───── Task inputs

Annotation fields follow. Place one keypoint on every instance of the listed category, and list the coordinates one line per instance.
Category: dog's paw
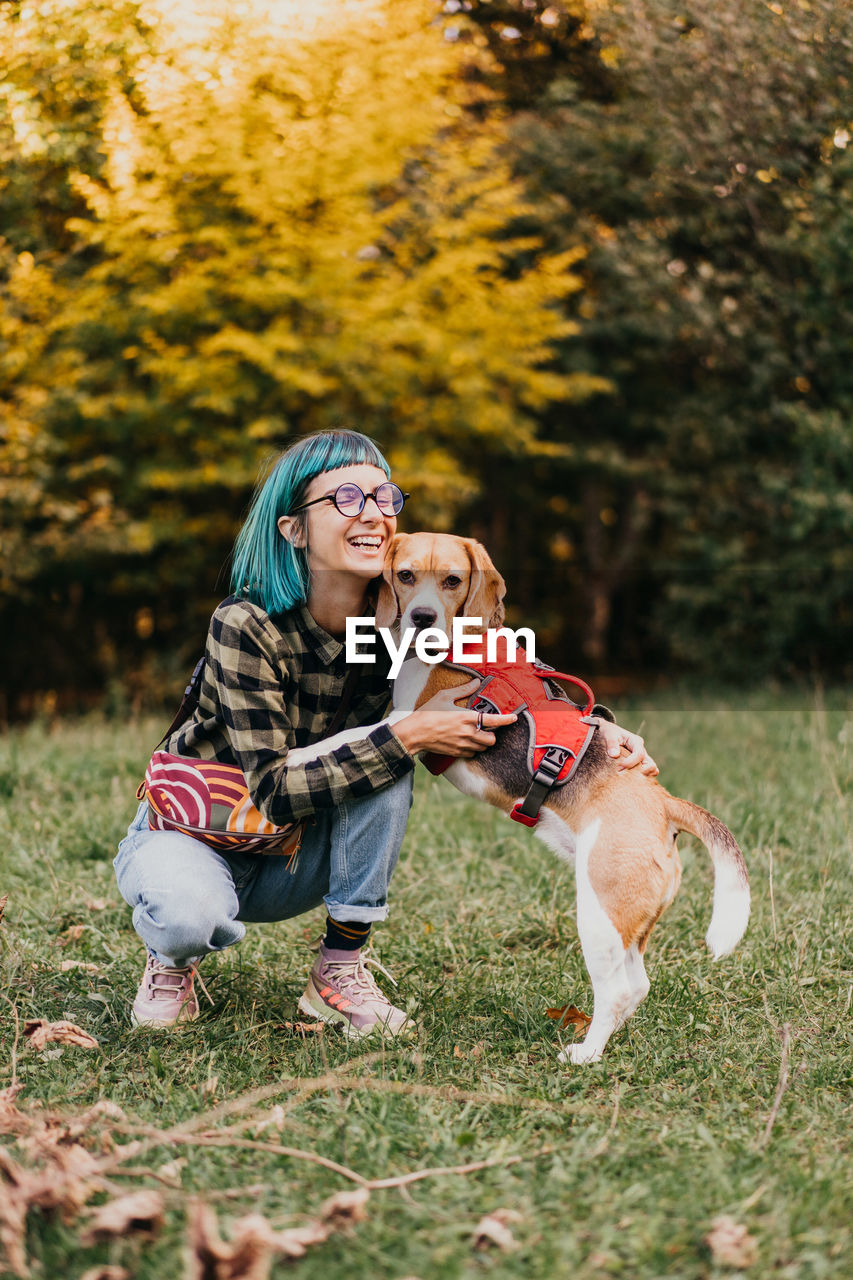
(579, 1054)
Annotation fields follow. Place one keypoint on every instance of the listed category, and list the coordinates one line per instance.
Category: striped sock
(347, 936)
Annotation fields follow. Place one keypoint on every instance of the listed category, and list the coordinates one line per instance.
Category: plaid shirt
(272, 684)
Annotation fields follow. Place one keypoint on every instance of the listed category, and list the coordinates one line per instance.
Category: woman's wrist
(410, 736)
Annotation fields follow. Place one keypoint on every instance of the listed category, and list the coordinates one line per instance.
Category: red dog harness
(559, 731)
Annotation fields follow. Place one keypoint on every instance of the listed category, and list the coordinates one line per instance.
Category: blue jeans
(188, 899)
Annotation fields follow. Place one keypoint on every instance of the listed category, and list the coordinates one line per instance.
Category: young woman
(306, 557)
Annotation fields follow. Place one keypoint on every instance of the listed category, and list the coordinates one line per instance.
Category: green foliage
(701, 154)
(582, 269)
(267, 238)
(642, 1151)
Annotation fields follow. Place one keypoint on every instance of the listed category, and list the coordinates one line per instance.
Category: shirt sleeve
(246, 668)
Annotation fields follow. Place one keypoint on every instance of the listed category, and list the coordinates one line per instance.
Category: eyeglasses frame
(350, 484)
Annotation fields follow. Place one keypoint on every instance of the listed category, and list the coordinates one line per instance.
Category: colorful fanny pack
(209, 800)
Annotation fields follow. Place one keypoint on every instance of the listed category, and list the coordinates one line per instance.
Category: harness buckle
(551, 764)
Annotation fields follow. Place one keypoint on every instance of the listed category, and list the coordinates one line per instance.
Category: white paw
(579, 1054)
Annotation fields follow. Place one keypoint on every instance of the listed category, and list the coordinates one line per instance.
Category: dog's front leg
(605, 955)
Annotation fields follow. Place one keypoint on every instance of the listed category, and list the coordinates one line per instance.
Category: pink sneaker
(342, 990)
(165, 996)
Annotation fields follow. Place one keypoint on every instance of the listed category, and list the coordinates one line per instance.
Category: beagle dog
(617, 827)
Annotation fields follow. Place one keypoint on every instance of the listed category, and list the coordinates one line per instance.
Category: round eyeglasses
(350, 501)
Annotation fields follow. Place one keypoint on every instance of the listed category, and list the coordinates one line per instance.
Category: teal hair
(267, 568)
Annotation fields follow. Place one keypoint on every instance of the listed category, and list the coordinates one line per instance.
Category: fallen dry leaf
(730, 1244)
(254, 1243)
(493, 1229)
(10, 1119)
(67, 1182)
(251, 1249)
(276, 1119)
(140, 1212)
(73, 933)
(40, 1032)
(106, 1109)
(474, 1051)
(345, 1208)
(570, 1016)
(173, 1169)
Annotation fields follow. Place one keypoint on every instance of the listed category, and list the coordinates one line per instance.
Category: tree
(263, 238)
(692, 150)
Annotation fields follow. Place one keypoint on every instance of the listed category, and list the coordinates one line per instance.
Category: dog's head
(430, 579)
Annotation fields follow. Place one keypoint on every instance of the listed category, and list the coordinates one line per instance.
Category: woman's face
(352, 544)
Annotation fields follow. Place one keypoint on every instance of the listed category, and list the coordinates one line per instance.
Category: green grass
(625, 1162)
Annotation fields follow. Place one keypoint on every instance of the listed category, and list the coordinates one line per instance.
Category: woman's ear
(387, 602)
(292, 530)
(487, 588)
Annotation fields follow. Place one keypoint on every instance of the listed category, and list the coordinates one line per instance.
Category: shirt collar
(324, 645)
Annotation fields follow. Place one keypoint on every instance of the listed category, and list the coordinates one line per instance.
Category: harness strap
(527, 810)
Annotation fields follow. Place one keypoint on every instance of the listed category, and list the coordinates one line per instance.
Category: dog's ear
(387, 602)
(487, 588)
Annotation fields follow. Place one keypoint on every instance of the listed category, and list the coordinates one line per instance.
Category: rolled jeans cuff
(343, 913)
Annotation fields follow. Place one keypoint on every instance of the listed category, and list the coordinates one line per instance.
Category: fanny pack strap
(191, 700)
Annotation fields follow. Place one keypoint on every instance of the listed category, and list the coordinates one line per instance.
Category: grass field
(729, 1093)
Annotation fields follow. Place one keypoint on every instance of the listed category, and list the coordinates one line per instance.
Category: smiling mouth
(366, 543)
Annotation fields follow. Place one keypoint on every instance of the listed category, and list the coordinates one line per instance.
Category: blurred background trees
(582, 270)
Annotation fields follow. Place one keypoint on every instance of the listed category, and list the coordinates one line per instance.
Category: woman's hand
(616, 737)
(441, 726)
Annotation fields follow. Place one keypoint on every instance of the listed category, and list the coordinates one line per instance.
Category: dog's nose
(423, 618)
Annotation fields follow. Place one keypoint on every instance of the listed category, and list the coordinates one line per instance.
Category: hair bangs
(267, 568)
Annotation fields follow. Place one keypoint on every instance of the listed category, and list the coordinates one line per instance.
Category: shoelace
(169, 988)
(359, 979)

──────────

What you have to do:
Print only the lines from the one with "Category: dog's nose" to the end of the records, both included.

Task response:
Category: dog's nose
(423, 618)
Annotation fields follow. Place one keypoint on every instance of the listed category, and list the coordinates one line per instance.
Category: hair bangs
(267, 568)
Annotation fields follow. Place one keypoint on every instance of the listed category, and list the coordinates one line per instance.
Category: shoelace
(169, 988)
(359, 979)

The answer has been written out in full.